◆ Required work:
• A. In the breast cancer account, on what date was the diagnosis made?
• B. Pick up the breast cancer account after its final sentence and continue it.

--- Source text ---

By: Hope Reynolds, SPT

You have probably heard the saying “put yourself in their shoes”. When thinking about this in terms of PT patients (or future patients), it’s a reminder for a PT to practice empathy, imagining what they might feel or how they might act if they were in their patient’s situation. I might have taken this saying a little too seriously during the last year and a half.

On September 14th , 2020, I was diagnosed with a grade 3 stage 3B metastatic invasive ductal carcinoma, or in normal people terms, breast cancer that had already spread to one axillary lymph node. I was a 21-year-old collegiate athlete with no history of breast cancer in my family. Additionally, after my diagnosis, I had genetic testing done and everything came back normal.

My tumor was ER/PR+ and HER2- and, as a result, following a port placement surgery, fertility treatments (courtesy of my dad who gave me two to three shots a day for two weeks straight), and an egg retrieval surgery, my doctors chose to start my treatment with dose-dense ACT chemotherapy. After completing eight rounds of chemotherapy spanning from October 2020 through January 2021, I elected to have a double mastectomy with expander placement on February 12 th , 2021. To top it all off, I received 25 doses of radiation, 5 days a week for 5 weeks straight, beginning in March and ending on April 13 th , 2021. Immediately upon completing treatments, I started on my maintenance plan which includes taking anastrozole every day and receiving a shot of Lupron every 3 months until April 2031 to prevent recurrence. Since completing treatment, I’ve had two more surgeries, one to switch my expanders to implants, and one to take my port out, amounting to five surgeries in a little over a year. Additionally, I am just about to complete five months’ worth of physical therapy for right shoulder weakness and pain due to adverse effects of radiation.

So why am I sharing my story with you all?

If you read back over everything I mentioned above, you will see that it is pretty much just facts that any healthcare provider with access to my medical chart could see. But what is mentioned above is not my full story, not even close. It does not tell you that I received my diagnosis through a phone call while I was in Michigan and my parents were in Pennsylvania, or that I missed the first two calls from the nurse because I was in the middle of a PT interview day. It does not tell you the disbelief and shock I felt when I was first diagnosed, or the immense support I have received from family, friends, teammates, and even strangers since then.

--- Entries supplied ---

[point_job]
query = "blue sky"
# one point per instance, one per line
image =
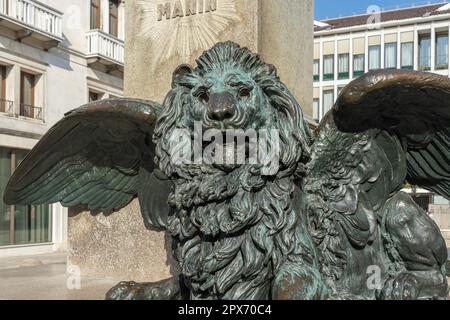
(333, 8)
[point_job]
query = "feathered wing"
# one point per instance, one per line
(415, 106)
(99, 155)
(385, 128)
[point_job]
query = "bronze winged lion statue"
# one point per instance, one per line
(313, 227)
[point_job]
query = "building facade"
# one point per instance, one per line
(55, 55)
(415, 38)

---

◆ Answers for the tasks:
• A. September 14th, 2020.

• B.
It does not tell you that I had bruises going up and down both arms due to the number of blood draws, or that my dad ran out of places to put the needles into my stomach for the fertility treatments. It does describe the pain I felt after each surgery, or the side effects of chemotherapy and radiation. It does not tell you that I completed my senior year of undergrad during my treatment, states away from my best friend, or that I swam in my last ever collegiate swim meet three weeks after my double mastectomy. It does not tell you the fear, confusion, anger, exhaustion, shock, sadness, anxiety, joy, gratefulness, love, and so much more that I have felt throughout the last year and a half and continue to feel to this day as I navigate life after cancer.

I have learned over the past year and a half that a patient’s medical chart does not even come close to showing us as healthcare providers what an oncology patient, or any patient, is truly going through. Therefore, as a PT, it is essential to practice empathy, putting oneself in the patient’s shoes, in an attempt to gain a better understanding of what that patient might be feeling.

But I have also learned it is important to accept that empathy has limits. No matter how hard one tries, it is impossible to know exactly what another person is going through. No one will ever know exactly what I went through last year just as I will never know exactly what another cancer patient is going through. This realization is what I use to motivate me as a physical therapy student. I have wanted to be a PT since early in high school because I want to help others get back to doing what they love just as my PTs have done for me in the past and present. However, it was just recently that I decided I wanted to become an oncologic PT. I want to use what I have learned throughout my cancer journey to help those who are facing their own unique cancer story, without pretending that I know exactly what they are going through.